%%

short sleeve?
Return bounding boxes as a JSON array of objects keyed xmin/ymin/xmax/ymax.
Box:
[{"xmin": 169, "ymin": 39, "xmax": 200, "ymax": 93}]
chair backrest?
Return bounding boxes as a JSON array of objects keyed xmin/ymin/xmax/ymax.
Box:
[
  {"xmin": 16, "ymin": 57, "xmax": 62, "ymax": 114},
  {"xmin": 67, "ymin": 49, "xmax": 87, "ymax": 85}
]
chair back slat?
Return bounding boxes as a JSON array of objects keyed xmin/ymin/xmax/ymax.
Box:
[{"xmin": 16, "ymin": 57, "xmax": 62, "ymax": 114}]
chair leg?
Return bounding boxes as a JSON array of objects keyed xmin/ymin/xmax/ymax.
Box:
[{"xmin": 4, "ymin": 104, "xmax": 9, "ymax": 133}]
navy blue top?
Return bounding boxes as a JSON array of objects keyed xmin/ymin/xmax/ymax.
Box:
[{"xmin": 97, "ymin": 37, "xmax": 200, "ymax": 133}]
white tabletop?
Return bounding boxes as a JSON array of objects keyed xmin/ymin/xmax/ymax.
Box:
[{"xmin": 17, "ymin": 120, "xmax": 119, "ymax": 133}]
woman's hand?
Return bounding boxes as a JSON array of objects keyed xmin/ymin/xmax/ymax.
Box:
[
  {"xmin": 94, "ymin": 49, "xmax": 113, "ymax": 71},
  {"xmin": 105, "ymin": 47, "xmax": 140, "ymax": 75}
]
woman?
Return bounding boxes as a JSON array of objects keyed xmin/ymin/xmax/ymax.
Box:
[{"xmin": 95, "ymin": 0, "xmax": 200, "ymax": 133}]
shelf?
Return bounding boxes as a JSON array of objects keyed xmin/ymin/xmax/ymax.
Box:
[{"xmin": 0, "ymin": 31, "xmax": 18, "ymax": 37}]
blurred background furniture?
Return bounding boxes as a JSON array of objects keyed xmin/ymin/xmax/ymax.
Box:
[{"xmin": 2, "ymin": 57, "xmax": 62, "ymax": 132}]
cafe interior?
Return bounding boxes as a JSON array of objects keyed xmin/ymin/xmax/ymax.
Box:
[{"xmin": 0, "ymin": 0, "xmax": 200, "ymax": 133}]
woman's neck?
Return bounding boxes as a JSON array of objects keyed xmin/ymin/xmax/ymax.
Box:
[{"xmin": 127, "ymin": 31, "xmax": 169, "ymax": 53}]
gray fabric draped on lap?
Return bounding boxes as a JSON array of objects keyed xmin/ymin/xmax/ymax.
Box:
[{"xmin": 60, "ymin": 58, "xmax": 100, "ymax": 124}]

%%

## Given task:
Write out all the lines above again, requests included, and rescale each box coordinate in the answers by 2.35, rounding to whole numbers with halves rounded up.

## Correct answer:
short sleeve?
Return bounding boxes as a JSON array of objects keyed xmin/ymin/xmax/ymax.
Box:
[{"xmin": 397, "ymin": 92, "xmax": 470, "ymax": 219}]
chair backrest?
Return bounding boxes as a JSON array of objects keyed xmin/ymin/xmax/ymax.
Box:
[
  {"xmin": 38, "ymin": 134, "xmax": 146, "ymax": 268},
  {"xmin": 157, "ymin": 115, "xmax": 204, "ymax": 200}
]
chair back slat?
Return bounding boxes as a JSON array of objects keyed xmin/ymin/xmax/ymax.
Box:
[{"xmin": 38, "ymin": 134, "xmax": 146, "ymax": 268}]
chair leg?
Return bounding boxes as a JSON array of objects keyed xmin/ymin/xmax/ymax.
Box:
[{"xmin": 9, "ymin": 244, "xmax": 21, "ymax": 313}]
navy blue top?
Return bounding boxes as a JSON array of objects keyed xmin/ymin/xmax/ymax.
Box:
[{"xmin": 228, "ymin": 87, "xmax": 470, "ymax": 313}]
white tabletop?
Return bounding boxes as a JSON array of objects keyed xmin/ymin/xmax/ymax.
Box:
[{"xmin": 40, "ymin": 282, "xmax": 280, "ymax": 313}]
woman's hand?
Return bounding boxes as a JSON array of objects keyed xmin/ymin/xmax/ymax.
Box:
[
  {"xmin": 221, "ymin": 115, "xmax": 266, "ymax": 167},
  {"xmin": 247, "ymin": 110, "xmax": 329, "ymax": 176}
]
woman?
Return bounding boxes as a JSON array of objects keyed xmin/ymin/xmax/ymax.
Box:
[{"xmin": 223, "ymin": 0, "xmax": 470, "ymax": 313}]
shelf?
Return bounding boxes as a JSON array of objects keyed xmin/ymin/xmax/ymax.
Box:
[{"xmin": 0, "ymin": 73, "xmax": 42, "ymax": 87}]
blurred background furniture?
Return bounding boxes as a JSON array of objects keyed xmin/ymin/xmax/ymax.
Box:
[{"xmin": 5, "ymin": 134, "xmax": 146, "ymax": 310}]
cafe interior?
Return bounding boxes as a JSON array of objects keyed xmin/ymin/xmax/ymax.
Box:
[{"xmin": 0, "ymin": 0, "xmax": 470, "ymax": 313}]
woman's neck?
Return bounding boxes as a JSON array of objects keyed xmin/ymin/xmax/ymax.
Box:
[{"xmin": 298, "ymin": 73, "xmax": 397, "ymax": 125}]
gray fabric draped on lap?
Return bounding boxes as a JSON array of objects keyed xmin/ymin/xmax/ymax.
Box:
[{"xmin": 141, "ymin": 136, "xmax": 235, "ymax": 291}]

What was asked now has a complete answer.